* [Work request]:
Show all lines containing "door" from the data below.

* [Records excerpted from a collection]:
......

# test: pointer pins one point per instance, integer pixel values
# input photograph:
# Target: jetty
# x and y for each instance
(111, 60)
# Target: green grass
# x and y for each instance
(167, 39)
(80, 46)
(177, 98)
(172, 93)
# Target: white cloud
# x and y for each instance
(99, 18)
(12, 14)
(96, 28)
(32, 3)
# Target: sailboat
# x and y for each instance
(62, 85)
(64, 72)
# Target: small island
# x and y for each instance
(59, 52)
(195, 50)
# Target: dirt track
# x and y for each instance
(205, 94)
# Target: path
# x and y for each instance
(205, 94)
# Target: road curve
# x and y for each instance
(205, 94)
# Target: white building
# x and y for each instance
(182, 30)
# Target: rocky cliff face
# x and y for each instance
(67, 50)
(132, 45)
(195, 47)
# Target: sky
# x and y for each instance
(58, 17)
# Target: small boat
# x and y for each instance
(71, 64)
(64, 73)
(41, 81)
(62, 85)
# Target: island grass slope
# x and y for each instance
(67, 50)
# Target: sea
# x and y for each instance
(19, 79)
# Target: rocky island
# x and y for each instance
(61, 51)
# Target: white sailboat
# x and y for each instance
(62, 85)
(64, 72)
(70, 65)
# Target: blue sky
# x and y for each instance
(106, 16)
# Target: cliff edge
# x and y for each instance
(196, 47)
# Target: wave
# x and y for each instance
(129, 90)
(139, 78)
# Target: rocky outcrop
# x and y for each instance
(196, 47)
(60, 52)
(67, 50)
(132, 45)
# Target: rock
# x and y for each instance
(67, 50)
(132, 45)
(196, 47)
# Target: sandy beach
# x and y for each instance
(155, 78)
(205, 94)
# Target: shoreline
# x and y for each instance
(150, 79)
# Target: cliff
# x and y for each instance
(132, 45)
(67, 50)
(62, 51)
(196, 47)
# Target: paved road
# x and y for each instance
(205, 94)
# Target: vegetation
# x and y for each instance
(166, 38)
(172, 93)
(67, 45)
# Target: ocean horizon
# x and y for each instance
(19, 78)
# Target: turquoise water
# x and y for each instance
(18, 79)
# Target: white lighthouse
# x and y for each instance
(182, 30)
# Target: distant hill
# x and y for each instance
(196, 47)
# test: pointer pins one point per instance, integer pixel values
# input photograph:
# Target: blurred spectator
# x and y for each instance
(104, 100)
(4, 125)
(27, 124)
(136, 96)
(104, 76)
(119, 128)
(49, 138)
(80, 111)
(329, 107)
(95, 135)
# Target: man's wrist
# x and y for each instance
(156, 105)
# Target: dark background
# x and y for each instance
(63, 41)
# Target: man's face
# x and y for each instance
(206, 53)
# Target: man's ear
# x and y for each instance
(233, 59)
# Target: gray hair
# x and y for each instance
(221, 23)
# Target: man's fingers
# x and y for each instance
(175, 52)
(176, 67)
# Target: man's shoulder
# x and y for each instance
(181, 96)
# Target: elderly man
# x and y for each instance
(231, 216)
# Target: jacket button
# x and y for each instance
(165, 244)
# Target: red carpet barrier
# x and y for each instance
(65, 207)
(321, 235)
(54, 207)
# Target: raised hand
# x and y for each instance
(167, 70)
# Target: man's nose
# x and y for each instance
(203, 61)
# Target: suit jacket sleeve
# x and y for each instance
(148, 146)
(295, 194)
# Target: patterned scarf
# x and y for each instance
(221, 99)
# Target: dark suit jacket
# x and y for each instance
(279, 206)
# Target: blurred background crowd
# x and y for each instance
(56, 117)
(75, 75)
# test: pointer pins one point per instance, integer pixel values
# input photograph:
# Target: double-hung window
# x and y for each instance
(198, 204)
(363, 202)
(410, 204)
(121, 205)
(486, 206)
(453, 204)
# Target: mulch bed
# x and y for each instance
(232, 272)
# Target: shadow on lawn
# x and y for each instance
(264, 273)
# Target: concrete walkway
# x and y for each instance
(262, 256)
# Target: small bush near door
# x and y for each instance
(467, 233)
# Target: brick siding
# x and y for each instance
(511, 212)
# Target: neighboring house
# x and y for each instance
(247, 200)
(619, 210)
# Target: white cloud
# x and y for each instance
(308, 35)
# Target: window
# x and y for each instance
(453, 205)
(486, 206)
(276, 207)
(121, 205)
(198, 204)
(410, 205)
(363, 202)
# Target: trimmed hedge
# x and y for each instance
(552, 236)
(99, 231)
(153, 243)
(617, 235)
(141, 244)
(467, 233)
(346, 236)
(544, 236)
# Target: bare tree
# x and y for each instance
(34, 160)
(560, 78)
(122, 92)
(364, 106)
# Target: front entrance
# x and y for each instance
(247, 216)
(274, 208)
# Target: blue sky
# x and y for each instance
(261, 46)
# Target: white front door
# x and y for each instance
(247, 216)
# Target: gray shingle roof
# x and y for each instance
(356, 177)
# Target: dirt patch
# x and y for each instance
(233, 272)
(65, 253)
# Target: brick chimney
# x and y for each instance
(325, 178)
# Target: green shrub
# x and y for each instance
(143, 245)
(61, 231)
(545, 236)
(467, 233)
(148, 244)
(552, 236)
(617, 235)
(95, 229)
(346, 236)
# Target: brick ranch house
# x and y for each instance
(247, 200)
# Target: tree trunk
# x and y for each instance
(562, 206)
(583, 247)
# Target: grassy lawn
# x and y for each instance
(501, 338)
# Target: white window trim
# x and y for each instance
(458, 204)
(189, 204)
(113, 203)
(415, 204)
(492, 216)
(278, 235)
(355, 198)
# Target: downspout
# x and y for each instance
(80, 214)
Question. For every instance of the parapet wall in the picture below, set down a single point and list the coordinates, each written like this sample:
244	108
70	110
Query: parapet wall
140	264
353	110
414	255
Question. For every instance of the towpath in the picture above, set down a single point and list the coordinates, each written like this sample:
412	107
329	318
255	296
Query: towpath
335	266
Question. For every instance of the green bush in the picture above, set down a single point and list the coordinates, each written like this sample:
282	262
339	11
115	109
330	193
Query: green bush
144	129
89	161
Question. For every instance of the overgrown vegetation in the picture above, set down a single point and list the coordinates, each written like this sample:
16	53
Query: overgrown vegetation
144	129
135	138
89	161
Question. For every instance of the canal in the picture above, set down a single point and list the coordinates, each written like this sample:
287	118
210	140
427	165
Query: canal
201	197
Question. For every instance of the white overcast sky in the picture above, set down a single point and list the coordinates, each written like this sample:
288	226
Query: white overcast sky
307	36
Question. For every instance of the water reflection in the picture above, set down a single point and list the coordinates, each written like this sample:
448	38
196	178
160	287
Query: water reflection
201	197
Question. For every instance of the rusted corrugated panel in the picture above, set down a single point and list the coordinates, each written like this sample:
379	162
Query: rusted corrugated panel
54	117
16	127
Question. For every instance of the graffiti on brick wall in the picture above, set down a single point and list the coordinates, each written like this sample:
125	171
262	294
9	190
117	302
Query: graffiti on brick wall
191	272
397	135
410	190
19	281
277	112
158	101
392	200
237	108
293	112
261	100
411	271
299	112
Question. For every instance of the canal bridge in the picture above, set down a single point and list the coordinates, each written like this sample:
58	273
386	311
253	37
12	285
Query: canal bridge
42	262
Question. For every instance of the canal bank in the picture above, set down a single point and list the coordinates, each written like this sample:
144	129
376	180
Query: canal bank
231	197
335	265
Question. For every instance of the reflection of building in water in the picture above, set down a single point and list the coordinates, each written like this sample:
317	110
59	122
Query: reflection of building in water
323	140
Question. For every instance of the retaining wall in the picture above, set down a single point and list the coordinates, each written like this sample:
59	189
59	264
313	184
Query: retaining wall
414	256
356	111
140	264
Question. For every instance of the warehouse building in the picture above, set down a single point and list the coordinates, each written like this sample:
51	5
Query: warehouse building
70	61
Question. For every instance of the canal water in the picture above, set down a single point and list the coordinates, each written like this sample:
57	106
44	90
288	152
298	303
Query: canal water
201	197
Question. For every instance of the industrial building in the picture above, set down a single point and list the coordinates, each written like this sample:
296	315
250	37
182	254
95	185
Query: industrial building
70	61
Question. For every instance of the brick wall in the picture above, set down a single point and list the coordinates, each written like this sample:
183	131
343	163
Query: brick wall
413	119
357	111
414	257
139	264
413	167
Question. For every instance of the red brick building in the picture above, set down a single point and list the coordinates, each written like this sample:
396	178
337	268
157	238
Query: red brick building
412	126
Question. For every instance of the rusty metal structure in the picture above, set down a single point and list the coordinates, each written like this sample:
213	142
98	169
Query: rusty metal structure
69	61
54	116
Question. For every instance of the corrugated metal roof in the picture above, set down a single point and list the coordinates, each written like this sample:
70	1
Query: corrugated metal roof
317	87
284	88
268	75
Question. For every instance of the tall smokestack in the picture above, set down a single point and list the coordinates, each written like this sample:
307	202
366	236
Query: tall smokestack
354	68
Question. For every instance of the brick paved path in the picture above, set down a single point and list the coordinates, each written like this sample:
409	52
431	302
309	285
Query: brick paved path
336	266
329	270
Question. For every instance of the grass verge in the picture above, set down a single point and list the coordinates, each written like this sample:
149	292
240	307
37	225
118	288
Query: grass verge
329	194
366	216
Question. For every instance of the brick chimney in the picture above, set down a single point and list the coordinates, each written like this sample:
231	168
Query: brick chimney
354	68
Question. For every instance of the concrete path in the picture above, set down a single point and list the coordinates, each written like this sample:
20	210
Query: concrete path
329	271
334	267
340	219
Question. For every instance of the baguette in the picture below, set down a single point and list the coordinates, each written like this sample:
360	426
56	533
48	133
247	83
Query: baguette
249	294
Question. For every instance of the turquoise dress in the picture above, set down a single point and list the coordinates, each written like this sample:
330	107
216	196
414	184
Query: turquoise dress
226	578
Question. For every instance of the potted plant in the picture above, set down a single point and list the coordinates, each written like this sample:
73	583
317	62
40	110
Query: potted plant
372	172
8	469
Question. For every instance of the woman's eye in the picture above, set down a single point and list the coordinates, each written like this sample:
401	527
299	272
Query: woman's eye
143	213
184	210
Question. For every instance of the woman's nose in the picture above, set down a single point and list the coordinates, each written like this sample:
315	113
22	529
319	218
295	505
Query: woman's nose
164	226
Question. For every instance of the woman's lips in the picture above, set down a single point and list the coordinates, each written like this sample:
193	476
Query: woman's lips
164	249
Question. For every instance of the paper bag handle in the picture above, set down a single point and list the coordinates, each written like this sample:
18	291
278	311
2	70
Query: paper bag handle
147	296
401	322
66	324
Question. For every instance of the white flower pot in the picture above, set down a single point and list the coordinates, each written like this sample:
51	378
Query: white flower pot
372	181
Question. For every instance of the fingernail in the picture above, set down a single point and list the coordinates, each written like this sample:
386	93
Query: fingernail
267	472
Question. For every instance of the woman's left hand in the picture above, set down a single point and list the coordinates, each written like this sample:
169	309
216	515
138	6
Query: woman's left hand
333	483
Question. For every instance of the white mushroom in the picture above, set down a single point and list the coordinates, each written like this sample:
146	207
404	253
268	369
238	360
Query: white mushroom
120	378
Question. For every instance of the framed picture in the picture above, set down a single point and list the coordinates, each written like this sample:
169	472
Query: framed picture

......

* [Problem solution]:
# Target: small bush near door
# Target: white front door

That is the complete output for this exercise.